Position identification records:
--- start ---

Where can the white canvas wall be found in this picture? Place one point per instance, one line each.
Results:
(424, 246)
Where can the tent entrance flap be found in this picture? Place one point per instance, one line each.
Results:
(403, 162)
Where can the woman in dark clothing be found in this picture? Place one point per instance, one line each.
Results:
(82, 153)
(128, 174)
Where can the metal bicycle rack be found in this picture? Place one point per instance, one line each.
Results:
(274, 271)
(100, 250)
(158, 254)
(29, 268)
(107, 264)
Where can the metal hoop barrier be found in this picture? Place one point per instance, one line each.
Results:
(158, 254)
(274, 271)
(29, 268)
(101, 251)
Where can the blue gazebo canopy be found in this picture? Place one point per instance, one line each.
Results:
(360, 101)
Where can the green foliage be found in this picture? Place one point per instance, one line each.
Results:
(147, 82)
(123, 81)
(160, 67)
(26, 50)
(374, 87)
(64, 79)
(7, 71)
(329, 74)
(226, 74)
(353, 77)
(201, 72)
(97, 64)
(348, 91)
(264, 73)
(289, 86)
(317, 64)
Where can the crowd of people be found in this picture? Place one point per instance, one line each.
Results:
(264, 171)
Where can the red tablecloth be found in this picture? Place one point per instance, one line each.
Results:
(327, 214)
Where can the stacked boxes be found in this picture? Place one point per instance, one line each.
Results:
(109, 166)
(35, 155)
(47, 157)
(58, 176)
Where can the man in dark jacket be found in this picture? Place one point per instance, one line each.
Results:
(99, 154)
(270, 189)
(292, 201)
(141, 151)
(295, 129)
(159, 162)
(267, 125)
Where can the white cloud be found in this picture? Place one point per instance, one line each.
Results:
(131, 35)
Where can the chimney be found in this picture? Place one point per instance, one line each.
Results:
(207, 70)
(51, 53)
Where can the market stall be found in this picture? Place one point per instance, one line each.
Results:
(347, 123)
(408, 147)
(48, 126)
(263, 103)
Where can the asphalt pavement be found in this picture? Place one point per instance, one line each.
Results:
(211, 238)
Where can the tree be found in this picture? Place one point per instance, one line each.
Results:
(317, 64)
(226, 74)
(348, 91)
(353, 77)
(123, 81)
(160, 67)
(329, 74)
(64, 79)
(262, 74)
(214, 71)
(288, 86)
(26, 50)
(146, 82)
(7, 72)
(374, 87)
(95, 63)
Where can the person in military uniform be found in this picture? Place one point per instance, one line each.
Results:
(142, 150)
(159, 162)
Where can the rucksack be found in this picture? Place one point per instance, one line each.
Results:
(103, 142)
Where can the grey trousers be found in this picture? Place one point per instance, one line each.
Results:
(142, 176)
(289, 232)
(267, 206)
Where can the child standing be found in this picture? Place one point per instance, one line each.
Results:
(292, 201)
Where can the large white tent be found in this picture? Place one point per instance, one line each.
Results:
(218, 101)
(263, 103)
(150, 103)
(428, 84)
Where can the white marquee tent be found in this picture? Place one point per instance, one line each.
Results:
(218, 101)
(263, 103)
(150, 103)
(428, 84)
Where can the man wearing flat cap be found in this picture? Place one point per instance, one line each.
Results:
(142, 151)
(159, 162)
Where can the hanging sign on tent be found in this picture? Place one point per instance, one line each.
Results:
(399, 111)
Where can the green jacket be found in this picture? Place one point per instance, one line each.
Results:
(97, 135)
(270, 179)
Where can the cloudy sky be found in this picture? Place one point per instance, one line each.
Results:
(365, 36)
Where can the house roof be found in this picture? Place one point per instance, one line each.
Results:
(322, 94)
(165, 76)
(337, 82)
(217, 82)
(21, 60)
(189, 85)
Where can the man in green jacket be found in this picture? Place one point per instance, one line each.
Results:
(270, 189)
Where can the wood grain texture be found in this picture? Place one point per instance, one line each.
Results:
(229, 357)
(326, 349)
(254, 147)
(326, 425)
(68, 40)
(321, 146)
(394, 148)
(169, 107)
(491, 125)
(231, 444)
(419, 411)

--- end ---

WHAT THE TASK REQUIRES:
Render every line of the entries above as a Markdown table with two columns, Row and Text. Number the rows in order, and leave out any blank lines.

FINISHED ANSWER:
| Row | Text |
|---|---|
| 1 | Where can the white canvas wall be found in this picture? Place one point per instance, one line each. |
| 2 | Results: |
| 3 | (424, 246) |
| 4 | Where can the tent entrance flap be found in this picture? Place one point per instance, one line each. |
| 5 | Results: |
| 6 | (403, 162) |
| 7 | Where can the woman in dark clothing be found in this picture? Place one point per instance, one line each. |
| 8 | Results: |
| 9 | (82, 153) |
| 10 | (128, 174) |
| 11 | Where can the metal bicycle rack be found in this picture? Place one point per instance, one line each. |
| 12 | Results: |
| 13 | (274, 271) |
| 14 | (100, 250) |
| 15 | (158, 254) |
| 16 | (29, 268) |
| 17 | (107, 264) |
| 18 | Where can the metal hoop barrier be found in this picture? Place one point per instance, one line each. |
| 19 | Results: |
| 20 | (158, 254) |
| 21 | (274, 271) |
| 22 | (29, 268) |
| 23 | (101, 251) |
| 24 | Where can the blue gazebo canopy be found in this picture? Place one point per instance, one line each. |
| 25 | Results: |
| 26 | (360, 101) |
| 27 | Where can the green foliage be found in this picture? Place one point per instance, one line each. |
| 28 | Results: |
| 29 | (147, 82) |
| 30 | (123, 81) |
| 31 | (160, 67) |
| 32 | (26, 50) |
| 33 | (374, 87) |
| 34 | (64, 79) |
| 35 | (7, 71) |
| 36 | (329, 74) |
| 37 | (226, 74) |
| 38 | (353, 77) |
| 39 | (201, 72) |
| 40 | (97, 64) |
| 41 | (348, 91) |
| 42 | (264, 73) |
| 43 | (289, 86) |
| 44 | (317, 64) |
| 45 | Where can the crowd of people be found in this picture? Place one point per instance, one line each. |
| 46 | Results: |
| 47 | (264, 171) |
| 48 | Where can the red tablecloth be found in this picture? Place one point per instance, one line each. |
| 49 | Results: |
| 50 | (327, 214) |
| 51 | Where can the stacked boxes be found in this picture? Place one point per instance, one line each. |
| 52 | Results: |
| 53 | (109, 166) |
| 54 | (35, 155) |
| 55 | (47, 157) |
| 56 | (58, 176) |
| 57 | Where can the man in dark jacket be found in this picture? Place one point per instance, one line each. |
| 58 | Results: |
| 59 | (99, 154) |
| 60 | (270, 189) |
| 61 | (292, 201) |
| 62 | (141, 151) |
| 63 | (295, 129) |
| 64 | (159, 162) |
| 65 | (267, 125) |
| 66 | Where can the white cloud be found in this picture? Place one point per instance, one line each. |
| 67 | Results: |
| 68 | (131, 35) |
| 69 | Where can the chimney be found in this picture? Place one point per instance, one line each. |
| 70 | Results: |
| 71 | (207, 70) |
| 72 | (51, 53) |
| 73 | Where can the market stall be found in this picture? Place one point per instance, one line each. |
| 74 | Results: |
| 75 | (347, 123) |
| 76 | (408, 147) |
| 77 | (48, 126) |
| 78 | (263, 103) |
| 79 | Where can the asphalt pavement be found in this picture? Place one point per instance, one line each. |
| 80 | Results: |
| 81 | (211, 238) |
| 82 | Where can the tree be found in this picture? Place one point per instance, one line each. |
| 83 | Results: |
| 84 | (317, 64) |
| 85 | (226, 74) |
| 86 | (348, 91) |
| 87 | (353, 77) |
| 88 | (123, 81) |
| 89 | (160, 67) |
| 90 | (329, 74) |
| 91 | (64, 79) |
| 92 | (262, 74) |
| 93 | (214, 71) |
| 94 | (288, 86) |
| 95 | (26, 50) |
| 96 | (146, 82) |
| 97 | (7, 72) |
| 98 | (374, 87) |
| 99 | (95, 63) |
| 100 | Where can the person in military uniform be found in this picture? Place one point per instance, one line each. |
| 101 | Results: |
| 102 | (142, 150) |
| 103 | (159, 162) |
| 104 | Where can the rucksack be found in this picture? Place one point per instance, one line each. |
| 105 | Results: |
| 106 | (103, 142) |
| 107 | Where can the grey trousers be found in this picture? Place one point per instance, one line each. |
| 108 | Results: |
| 109 | (142, 176) |
| 110 | (289, 232) |
| 111 | (267, 206) |
| 112 | Where can the child standing be found in this picture? Place one point per instance, one line each. |
| 113 | Results: |
| 114 | (292, 201) |
| 115 | Where can the large white tent be found in this picture? Place one point per instance, one line each. |
| 116 | Results: |
| 117 | (218, 101) |
| 118 | (263, 103) |
| 119 | (150, 103) |
| 120 | (428, 84) |
| 121 | Where can the white marquee tent be found in this picture? Place one point per instance, one line each. |
| 122 | Results: |
| 123 | (218, 101) |
| 124 | (263, 103) |
| 125 | (150, 103) |
| 126 | (428, 84) |
| 127 | Where can the man wearing flat cap be found in this picture? Place one point per instance, one line each. |
| 128 | Results: |
| 129 | (142, 151) |
| 130 | (159, 162) |
| 131 | Where can the hanging sign on tent be found in this picture? Place one point per instance, one line each. |
| 132 | Results: |
| 133 | (399, 111) |
| 134 | Where can the green jacket be found in this picture? Place one point per instance, one line each. |
| 135 | Results: |
| 136 | (97, 135) |
| 137 | (270, 179) |
| 138 | Where can the cloudy sky be found in this picture? Place one point per instance, one line each. |
| 139 | Results: |
| 140 | (365, 36) |
| 141 | Where can the house roof be found in this picture? Place one point per instance, one line each. |
| 142 | Results: |
| 143 | (322, 94) |
| 144 | (165, 76) |
| 145 | (337, 82) |
| 146 | (217, 82) |
| 147 | (21, 60) |
| 148 | (189, 85) |
| 149 | Where can the man in green jacket be found in this picture? Place one point per instance, one line each. |
| 150 | Results: |
| 151 | (270, 189) |
| 152 | Where can the wood grain texture be found in this picture? Place one point per instance, one line each. |
| 153 | Results: |
| 154 | (229, 357) |
| 155 | (326, 349) |
| 156 | (254, 147) |
| 157 | (326, 425) |
| 158 | (68, 40) |
| 159 | (321, 146) |
| 160 | (394, 148) |
| 161 | (169, 107) |
| 162 | (491, 125) |
| 163 | (231, 444) |
| 164 | (419, 411) |